** Opening GIVEN RECORDS block **

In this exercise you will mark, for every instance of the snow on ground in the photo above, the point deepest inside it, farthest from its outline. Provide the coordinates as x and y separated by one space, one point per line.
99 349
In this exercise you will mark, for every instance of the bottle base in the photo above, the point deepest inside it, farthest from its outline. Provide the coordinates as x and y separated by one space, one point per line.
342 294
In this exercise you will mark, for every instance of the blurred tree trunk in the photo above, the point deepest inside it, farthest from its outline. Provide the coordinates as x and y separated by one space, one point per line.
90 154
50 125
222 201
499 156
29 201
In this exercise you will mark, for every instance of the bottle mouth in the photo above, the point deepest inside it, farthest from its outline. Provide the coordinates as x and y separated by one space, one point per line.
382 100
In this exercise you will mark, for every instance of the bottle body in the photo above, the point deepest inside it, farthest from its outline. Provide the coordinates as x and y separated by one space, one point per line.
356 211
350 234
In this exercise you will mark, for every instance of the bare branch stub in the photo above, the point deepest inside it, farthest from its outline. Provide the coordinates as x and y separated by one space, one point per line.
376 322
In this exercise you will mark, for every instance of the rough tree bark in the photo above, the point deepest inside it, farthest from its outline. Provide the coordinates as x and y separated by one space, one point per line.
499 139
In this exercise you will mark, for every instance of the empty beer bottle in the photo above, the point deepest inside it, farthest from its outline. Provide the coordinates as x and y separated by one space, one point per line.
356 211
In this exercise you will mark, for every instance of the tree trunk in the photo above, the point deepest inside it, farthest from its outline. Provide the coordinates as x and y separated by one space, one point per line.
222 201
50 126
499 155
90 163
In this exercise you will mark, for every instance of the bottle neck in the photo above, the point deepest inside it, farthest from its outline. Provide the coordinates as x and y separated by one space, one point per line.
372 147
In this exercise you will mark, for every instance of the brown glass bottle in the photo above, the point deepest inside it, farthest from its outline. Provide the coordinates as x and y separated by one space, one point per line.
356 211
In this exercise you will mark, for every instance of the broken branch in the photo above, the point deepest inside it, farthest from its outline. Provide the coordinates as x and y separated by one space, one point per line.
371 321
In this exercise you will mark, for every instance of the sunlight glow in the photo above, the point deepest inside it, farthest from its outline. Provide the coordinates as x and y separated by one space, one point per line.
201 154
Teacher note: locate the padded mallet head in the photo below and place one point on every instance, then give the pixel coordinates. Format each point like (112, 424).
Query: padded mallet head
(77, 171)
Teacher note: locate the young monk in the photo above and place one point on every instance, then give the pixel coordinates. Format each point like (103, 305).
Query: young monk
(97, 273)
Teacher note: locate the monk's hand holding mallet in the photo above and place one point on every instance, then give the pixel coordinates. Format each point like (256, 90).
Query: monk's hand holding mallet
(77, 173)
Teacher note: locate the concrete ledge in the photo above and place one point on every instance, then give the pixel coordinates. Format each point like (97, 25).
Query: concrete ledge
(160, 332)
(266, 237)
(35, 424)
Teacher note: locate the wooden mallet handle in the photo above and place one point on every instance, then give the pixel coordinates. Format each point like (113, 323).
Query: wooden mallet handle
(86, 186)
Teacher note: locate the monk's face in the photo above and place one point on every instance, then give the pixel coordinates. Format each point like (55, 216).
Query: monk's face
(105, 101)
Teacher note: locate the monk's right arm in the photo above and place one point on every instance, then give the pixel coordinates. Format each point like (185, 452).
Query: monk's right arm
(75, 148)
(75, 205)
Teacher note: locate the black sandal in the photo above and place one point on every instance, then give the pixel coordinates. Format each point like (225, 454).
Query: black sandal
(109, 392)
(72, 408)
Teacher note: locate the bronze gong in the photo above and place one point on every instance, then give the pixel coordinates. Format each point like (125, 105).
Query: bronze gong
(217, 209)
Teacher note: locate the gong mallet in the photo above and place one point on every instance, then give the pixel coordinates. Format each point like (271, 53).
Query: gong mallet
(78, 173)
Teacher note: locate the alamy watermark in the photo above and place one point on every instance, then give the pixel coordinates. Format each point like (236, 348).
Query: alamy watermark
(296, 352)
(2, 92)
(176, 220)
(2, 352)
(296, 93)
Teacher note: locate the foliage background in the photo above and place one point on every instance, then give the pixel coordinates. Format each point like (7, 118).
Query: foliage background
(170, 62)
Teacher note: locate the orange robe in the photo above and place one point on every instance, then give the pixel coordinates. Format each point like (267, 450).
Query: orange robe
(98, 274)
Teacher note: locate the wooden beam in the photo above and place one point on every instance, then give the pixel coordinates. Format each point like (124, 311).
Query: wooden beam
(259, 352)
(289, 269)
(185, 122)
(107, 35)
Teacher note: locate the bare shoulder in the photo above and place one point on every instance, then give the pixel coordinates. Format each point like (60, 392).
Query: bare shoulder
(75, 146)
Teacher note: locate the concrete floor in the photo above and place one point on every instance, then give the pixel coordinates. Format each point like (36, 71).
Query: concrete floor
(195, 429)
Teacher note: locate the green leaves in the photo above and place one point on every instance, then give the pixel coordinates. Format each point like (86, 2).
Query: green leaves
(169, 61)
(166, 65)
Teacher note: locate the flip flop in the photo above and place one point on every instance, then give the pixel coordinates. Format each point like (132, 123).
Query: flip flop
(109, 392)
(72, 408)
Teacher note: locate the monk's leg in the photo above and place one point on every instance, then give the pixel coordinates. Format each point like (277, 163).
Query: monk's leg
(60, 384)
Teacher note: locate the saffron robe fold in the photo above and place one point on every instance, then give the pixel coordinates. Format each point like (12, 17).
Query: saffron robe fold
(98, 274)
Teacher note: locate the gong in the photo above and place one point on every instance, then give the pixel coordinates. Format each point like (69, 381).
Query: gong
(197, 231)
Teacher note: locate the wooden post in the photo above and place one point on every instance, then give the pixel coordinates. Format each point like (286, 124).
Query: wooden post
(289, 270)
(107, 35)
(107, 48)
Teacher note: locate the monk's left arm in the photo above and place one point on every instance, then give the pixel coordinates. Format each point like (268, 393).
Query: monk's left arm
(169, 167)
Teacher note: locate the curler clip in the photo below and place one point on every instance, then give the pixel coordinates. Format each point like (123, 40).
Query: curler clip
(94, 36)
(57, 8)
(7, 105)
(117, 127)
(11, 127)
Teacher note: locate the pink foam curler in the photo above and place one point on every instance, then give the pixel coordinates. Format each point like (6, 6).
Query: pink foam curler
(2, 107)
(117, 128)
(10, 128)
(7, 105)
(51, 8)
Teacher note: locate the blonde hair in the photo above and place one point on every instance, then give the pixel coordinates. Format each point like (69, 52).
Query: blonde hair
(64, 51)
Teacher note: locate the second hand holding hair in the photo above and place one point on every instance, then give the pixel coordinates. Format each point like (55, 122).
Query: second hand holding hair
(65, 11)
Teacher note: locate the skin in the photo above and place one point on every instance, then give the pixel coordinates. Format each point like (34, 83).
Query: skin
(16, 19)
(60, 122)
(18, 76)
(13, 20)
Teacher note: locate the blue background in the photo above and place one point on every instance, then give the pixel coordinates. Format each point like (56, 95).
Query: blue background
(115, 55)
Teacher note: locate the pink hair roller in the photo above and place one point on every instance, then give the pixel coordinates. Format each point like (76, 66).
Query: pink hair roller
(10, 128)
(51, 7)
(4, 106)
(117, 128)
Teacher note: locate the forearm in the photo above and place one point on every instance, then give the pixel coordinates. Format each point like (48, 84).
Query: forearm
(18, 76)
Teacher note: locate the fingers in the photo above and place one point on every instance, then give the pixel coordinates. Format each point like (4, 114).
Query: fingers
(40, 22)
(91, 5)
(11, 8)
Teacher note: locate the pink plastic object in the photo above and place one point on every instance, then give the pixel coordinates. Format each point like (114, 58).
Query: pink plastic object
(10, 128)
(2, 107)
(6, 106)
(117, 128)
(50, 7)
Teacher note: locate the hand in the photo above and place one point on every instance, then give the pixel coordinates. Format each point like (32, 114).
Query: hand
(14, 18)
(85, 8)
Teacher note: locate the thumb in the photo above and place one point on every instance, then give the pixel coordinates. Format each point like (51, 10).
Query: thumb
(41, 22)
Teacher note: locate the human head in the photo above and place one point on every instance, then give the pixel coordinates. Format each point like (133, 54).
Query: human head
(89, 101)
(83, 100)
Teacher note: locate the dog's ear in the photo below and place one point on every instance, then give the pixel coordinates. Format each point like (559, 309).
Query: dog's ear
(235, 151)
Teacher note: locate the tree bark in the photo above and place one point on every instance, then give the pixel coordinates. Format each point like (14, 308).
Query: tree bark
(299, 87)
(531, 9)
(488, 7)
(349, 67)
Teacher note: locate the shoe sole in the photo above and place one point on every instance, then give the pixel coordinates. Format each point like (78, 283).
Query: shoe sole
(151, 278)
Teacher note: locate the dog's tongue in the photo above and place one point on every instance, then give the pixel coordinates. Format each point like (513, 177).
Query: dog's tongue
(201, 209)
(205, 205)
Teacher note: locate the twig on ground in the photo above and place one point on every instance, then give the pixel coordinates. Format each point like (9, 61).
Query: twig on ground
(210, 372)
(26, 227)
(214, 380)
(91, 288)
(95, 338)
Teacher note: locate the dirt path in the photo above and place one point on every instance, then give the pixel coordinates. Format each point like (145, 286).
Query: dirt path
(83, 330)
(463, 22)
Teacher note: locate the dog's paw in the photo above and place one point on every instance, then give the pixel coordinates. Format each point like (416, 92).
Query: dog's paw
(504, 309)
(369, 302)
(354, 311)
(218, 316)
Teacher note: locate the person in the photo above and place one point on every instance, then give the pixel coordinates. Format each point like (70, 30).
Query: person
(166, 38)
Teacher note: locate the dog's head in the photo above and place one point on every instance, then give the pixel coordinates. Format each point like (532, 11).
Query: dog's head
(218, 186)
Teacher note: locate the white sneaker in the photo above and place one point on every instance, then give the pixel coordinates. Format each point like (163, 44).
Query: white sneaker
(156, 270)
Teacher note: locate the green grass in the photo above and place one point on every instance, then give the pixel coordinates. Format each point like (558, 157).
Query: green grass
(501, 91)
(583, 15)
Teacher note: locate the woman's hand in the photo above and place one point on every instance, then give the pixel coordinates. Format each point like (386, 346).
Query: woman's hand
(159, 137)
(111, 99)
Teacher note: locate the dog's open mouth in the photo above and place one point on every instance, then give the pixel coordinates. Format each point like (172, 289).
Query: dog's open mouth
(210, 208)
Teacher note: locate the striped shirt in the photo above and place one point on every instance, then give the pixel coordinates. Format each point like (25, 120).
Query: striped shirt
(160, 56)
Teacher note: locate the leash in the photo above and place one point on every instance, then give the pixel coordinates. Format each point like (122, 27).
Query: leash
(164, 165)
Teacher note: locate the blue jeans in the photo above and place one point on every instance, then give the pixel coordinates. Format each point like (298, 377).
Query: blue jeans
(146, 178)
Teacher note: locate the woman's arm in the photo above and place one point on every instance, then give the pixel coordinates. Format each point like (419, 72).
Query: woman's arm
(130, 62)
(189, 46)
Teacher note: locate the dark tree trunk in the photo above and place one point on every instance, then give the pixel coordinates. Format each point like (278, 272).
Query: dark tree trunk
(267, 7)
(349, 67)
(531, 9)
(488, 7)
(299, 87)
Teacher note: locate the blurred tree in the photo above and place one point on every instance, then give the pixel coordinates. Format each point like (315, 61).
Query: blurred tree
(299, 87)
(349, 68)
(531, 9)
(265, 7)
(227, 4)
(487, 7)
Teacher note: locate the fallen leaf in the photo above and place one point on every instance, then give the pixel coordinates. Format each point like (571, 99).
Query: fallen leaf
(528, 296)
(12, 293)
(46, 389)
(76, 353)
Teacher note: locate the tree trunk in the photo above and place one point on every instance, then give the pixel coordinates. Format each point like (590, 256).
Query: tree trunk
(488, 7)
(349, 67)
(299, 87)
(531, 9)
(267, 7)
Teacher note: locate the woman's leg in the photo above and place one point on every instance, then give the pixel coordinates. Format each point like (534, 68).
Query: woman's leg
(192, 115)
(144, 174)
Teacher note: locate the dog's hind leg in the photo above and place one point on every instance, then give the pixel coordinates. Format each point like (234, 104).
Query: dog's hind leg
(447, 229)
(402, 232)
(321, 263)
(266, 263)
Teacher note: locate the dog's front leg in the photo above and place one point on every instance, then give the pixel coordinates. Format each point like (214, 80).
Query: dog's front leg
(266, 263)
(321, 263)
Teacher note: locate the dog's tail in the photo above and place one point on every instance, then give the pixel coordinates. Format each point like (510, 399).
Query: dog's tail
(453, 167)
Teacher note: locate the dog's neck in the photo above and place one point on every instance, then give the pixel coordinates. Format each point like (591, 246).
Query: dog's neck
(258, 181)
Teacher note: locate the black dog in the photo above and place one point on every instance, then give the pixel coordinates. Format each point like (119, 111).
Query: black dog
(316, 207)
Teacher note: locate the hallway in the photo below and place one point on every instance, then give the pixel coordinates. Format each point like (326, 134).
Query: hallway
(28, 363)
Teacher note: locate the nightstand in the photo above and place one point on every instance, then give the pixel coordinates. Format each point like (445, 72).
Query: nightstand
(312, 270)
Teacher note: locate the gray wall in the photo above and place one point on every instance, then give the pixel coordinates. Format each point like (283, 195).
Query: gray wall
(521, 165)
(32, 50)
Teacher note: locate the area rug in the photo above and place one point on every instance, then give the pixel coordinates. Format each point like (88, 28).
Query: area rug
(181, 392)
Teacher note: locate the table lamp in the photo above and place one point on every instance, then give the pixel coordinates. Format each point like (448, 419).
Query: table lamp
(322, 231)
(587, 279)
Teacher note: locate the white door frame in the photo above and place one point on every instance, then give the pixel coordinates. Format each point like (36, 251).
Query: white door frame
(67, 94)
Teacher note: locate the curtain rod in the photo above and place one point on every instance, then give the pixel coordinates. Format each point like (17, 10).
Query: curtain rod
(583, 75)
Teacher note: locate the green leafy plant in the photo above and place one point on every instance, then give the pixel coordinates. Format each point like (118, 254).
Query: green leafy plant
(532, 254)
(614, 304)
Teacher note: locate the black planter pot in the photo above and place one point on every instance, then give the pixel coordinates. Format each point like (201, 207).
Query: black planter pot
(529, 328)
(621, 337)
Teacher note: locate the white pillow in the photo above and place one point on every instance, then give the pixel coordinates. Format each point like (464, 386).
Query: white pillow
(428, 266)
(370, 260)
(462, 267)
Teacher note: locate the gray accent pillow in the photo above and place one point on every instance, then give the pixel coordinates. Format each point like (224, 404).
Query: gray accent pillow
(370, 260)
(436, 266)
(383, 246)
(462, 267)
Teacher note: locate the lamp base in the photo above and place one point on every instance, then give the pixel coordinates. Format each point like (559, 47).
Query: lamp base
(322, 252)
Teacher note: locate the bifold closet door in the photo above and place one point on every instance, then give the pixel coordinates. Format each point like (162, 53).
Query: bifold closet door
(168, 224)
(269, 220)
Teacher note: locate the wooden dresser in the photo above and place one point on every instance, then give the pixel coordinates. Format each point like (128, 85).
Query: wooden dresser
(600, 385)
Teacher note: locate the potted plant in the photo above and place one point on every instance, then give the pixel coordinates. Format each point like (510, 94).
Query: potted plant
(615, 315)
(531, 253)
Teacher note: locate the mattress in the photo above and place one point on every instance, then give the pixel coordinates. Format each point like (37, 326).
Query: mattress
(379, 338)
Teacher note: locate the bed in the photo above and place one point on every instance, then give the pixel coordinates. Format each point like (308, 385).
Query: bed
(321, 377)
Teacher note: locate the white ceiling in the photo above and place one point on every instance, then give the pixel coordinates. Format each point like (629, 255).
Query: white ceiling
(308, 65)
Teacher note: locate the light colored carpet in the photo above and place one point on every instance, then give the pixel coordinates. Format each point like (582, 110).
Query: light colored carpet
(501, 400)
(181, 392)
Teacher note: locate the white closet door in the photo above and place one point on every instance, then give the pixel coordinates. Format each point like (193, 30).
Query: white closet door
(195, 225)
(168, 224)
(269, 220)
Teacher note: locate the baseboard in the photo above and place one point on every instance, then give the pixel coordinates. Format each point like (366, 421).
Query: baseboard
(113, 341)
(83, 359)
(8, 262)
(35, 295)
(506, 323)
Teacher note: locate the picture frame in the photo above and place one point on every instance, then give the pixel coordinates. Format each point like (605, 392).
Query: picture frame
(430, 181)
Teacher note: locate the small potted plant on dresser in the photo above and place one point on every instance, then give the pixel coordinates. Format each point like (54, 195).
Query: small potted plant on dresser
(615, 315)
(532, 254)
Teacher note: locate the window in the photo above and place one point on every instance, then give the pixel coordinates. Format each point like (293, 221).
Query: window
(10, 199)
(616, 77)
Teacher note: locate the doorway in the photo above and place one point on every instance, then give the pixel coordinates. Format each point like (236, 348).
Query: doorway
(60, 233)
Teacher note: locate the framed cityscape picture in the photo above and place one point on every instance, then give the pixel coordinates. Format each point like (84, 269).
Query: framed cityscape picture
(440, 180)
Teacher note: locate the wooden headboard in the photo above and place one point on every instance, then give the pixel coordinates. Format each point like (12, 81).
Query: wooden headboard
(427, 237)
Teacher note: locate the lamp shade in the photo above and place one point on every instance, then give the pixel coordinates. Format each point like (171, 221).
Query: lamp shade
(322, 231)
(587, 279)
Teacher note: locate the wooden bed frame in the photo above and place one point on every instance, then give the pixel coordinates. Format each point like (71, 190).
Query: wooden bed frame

** Closing GIVEN RECORDS block **

_PROBLEM DESCRIPTION:_
From the entries above, copy every line where the word "below" shows up.

_OUTPUT:_
Teacher note: locate the padded mallet head in the photo below and place one point on every instance, then give the pixel coordinates. Format each point like (112, 424).
Teacher note: locate the curler clip in the photo below and place one point on every instance, then give the pixel coordinates. Format each point like (123, 40).
Teacher note: locate the dog's ear in the photo below and place one point on every instance, then give the pixel coordinates. Format each point like (559, 309).
Teacher note: locate the hallway in the photo below and place one point on every instance, then give the pixel coordinates. Format each point like (326, 134).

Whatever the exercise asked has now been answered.